Was North an overzealous patriot or a Machiavellian plotter? There was much in the public record to cast doubt about his character. While he admitted to lying before Congress and to shredding and falsifying documents to achieve a "higher purpose," his career seems to have been checkered with other untruths as well. Among other things, he failed in his NSC application to disclose a hospitalization for psychiatric reasons shortly after his return from Vietnam. NSC officials said that had they known this they would have denied clearance for North to serve. Many public statements that North made about his service in Vietnam, about his personal relationship with Reagan, about missions and exploits supposedly carried out in Central America, the Falklands, and the Middle East, have been flatly denied by Reagan administration officials and his military superiors. Either North's clandestine operations had a longer history than the Iran-Contra affair or he invented them to bolster his public persona. There is little doubt that North chafed at the debacle of Vietnam. As an anti-communist zealot, he wished to refight that war and recoup on new battlefields the honor lost in Indochina. Blaming liberal lawmakers for abandoning American troops and allies, North rationalized that Congress was the enemy, against whom any maneuver was justified.

(Dataset records)
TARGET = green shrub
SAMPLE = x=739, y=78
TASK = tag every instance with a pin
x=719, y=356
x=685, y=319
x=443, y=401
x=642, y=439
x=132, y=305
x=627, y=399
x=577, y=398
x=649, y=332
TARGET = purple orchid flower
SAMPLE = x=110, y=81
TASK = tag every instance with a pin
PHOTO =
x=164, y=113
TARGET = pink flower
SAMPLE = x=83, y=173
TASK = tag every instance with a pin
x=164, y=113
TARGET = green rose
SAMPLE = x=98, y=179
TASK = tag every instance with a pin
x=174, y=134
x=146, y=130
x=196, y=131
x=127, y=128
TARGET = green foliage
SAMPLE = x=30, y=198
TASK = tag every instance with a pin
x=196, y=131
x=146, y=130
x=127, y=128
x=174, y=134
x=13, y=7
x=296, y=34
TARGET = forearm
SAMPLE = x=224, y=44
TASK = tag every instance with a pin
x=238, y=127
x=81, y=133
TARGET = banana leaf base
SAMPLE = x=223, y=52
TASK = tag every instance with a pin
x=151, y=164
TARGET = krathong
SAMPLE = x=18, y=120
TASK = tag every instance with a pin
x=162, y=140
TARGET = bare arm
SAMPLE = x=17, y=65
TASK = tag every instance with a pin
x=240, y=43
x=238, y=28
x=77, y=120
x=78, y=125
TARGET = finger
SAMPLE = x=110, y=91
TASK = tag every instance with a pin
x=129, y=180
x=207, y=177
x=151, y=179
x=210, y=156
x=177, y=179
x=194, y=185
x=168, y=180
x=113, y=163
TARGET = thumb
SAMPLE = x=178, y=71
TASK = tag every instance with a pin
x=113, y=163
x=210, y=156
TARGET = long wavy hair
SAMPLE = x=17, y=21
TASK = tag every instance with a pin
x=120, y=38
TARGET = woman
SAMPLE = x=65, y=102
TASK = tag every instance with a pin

--- TASKS FOR THIS EXERCISE ---
- A) In the passage about North's character, what did North fail to disclose in his NSC application?
- B) Continue the passage about North's character from its final sentence.

--- TASK-BY-TASK ANSWERS ---
- A) A hospitalization for psychiatric reasons shortly after his return from Vietnam.

- B)
On Trial
Shortly after the Iran-Contra hearings ended, North (as well as Adm. John Poindexter, Gen. Richard Secord, and Albert Hakim) was indicted by a federal grand jury in Washington, D.C., charged with sixteen felonies. North was ultimately found guilty on three and ordered to pay heavy fines, which were easily payable given the huge fees he was commanding on the lecture circuit. For a time his Marine Corps pension was jeopardized (he had resigned his commission after being indicted), but that was saved when a federal appeals judge overturned his, and the others', convictions on the grounds that their immunized testimony before Congress could not be used against them in court. No longer bearing the burden of felony convictions, North immediately entered the world of politics, where he set his sights on becoming a United States senator from Virginia.
Sources:
Ben Bradlee Jr., Guts and Glory: The Rise and Fall of Oliver North (New York: Donald I. Fine, 1988);
Peter Meyer, Defiant Patriot: The Life and Exploits of Lt. Colonel Oliver L. North (New York: St. Martin's Press, 1987);
Oliver L. North, with William L. Novack, Under Fire: An American Story (New York: HarperCollins, 1991).